* EXERCISE
An exact copy of every entry is what's needed, so please transcribe them all.

Saved entries:

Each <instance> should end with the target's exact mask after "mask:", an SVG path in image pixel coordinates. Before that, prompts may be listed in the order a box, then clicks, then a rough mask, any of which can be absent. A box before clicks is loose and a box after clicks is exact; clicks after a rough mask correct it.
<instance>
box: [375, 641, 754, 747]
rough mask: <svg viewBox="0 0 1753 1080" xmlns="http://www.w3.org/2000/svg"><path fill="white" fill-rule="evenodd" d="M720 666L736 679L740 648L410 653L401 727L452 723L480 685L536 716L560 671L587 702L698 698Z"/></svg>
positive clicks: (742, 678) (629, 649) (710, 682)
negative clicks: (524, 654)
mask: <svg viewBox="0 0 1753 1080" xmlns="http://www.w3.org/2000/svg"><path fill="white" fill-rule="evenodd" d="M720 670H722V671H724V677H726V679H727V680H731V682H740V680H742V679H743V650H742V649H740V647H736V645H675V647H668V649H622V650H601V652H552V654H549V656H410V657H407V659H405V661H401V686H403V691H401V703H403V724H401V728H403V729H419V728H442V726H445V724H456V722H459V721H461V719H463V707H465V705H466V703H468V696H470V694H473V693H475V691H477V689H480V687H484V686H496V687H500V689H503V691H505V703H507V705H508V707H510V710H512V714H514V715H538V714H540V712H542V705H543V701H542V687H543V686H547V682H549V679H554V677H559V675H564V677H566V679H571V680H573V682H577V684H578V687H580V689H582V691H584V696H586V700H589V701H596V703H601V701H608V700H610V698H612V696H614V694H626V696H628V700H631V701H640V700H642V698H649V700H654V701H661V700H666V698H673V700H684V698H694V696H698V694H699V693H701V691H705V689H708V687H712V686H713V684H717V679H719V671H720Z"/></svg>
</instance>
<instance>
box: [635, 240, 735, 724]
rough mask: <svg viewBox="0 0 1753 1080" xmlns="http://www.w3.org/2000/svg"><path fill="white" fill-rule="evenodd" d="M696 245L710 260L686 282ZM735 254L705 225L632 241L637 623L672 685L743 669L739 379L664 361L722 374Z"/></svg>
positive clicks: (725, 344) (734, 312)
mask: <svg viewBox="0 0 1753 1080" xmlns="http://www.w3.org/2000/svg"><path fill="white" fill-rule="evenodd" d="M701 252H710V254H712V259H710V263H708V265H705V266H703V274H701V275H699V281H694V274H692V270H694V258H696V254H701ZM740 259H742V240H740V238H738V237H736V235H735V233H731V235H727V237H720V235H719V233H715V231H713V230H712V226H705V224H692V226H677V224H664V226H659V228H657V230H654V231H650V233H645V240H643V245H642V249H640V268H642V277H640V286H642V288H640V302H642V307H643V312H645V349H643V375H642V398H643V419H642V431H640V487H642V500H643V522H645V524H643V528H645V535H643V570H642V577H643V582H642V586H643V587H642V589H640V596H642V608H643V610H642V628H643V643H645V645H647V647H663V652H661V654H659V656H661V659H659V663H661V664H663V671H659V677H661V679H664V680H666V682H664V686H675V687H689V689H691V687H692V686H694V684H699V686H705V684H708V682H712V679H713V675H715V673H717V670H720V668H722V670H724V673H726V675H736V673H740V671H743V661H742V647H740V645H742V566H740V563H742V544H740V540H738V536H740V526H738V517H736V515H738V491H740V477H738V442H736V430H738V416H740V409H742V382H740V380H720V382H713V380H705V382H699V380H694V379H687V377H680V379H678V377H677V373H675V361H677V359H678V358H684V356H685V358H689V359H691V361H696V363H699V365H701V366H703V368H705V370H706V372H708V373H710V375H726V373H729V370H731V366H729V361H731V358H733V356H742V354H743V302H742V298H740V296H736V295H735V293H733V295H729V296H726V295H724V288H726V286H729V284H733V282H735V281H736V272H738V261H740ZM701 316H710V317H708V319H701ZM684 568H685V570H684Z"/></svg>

* ANSWER BOX
Each <instance> should end with the target's exact mask after "mask:", an SVG path in image pixel coordinates. Before that, prompts may be listed in the order a box, then clicks, then a rough mask, any of which can be absent. A box before clicks is loose and a box after clicks is exact; clicks after a rough mask correct it.
<instance>
box: [375, 641, 754, 747]
rough mask: <svg viewBox="0 0 1753 1080" xmlns="http://www.w3.org/2000/svg"><path fill="white" fill-rule="evenodd" d="M720 666L736 679L740 648L410 653L401 727L452 723L480 685L536 716L560 671L587 702L698 698Z"/></svg>
positive clicks: (742, 678) (629, 649) (710, 682)
negative clicks: (524, 654)
mask: <svg viewBox="0 0 1753 1080" xmlns="http://www.w3.org/2000/svg"><path fill="white" fill-rule="evenodd" d="M720 670H722V671H724V677H726V679H727V680H731V682H740V680H742V679H743V650H742V649H740V647H736V645H675V647H668V649H622V650H601V652H552V654H549V656H410V657H407V659H405V661H401V686H403V691H401V703H403V724H401V728H403V729H419V728H442V726H445V724H456V722H459V721H461V719H463V707H465V705H466V703H468V696H470V694H473V693H475V691H477V689H480V687H484V686H496V687H500V689H503V691H505V703H507V705H508V707H510V710H512V714H514V715H538V714H540V712H542V705H543V701H542V687H543V686H547V682H549V679H554V677H559V675H564V677H566V679H571V680H573V682H577V684H578V687H580V689H582V691H584V696H586V700H589V701H596V703H601V701H608V700H610V698H612V696H614V694H626V696H628V700H631V701H640V700H642V698H649V700H654V701H661V700H666V698H673V700H684V698H694V696H698V694H699V693H701V691H705V689H708V687H712V686H713V684H717V679H719V671H720Z"/></svg>
</instance>
<instance>
box: [635, 240, 735, 724]
rough mask: <svg viewBox="0 0 1753 1080" xmlns="http://www.w3.org/2000/svg"><path fill="white" fill-rule="evenodd" d="M696 245L710 260L686 282ZM735 254L705 225L632 241L637 623L672 685L743 669L739 379L664 361L722 374Z"/></svg>
positive clicks: (725, 344) (734, 312)
mask: <svg viewBox="0 0 1753 1080" xmlns="http://www.w3.org/2000/svg"><path fill="white" fill-rule="evenodd" d="M701 252H710V254H712V259H710V263H708V265H705V266H703V274H701V275H699V281H694V274H692V270H694V258H696V254H701ZM740 259H742V240H740V238H738V237H736V235H735V233H731V235H727V237H720V235H719V233H715V231H713V230H712V226H705V224H692V226H677V224H664V226H659V228H657V230H654V231H650V233H645V240H643V245H642V249H640V268H642V277H640V286H642V288H640V302H642V307H643V312H645V349H643V375H642V398H643V419H642V431H640V487H642V500H643V522H645V524H643V528H645V535H643V570H642V577H643V582H642V586H643V587H642V589H640V596H642V608H643V610H642V628H643V643H645V645H647V647H663V652H661V654H659V656H661V659H659V663H661V664H663V671H659V677H661V679H664V680H666V682H664V686H675V687H689V689H691V687H692V686H694V684H699V686H705V684H708V682H712V679H713V675H715V673H717V670H720V668H722V670H724V673H726V675H736V673H740V671H743V661H742V647H740V645H742V566H740V563H742V544H740V540H738V536H740V526H738V517H736V515H738V491H740V477H738V442H736V430H738V416H740V409H742V382H740V380H720V382H713V380H705V382H699V380H694V379H687V377H680V379H678V377H677V373H675V361H677V359H678V358H684V356H685V358H689V359H691V361H696V363H699V365H701V366H703V368H705V370H706V372H708V373H710V375H726V373H729V370H731V366H729V361H731V358H733V356H742V354H743V302H742V298H740V296H736V295H735V293H733V295H729V296H726V295H724V288H726V286H729V284H733V282H735V281H736V272H738V261H740ZM701 316H710V317H708V319H701ZM684 568H685V570H684Z"/></svg>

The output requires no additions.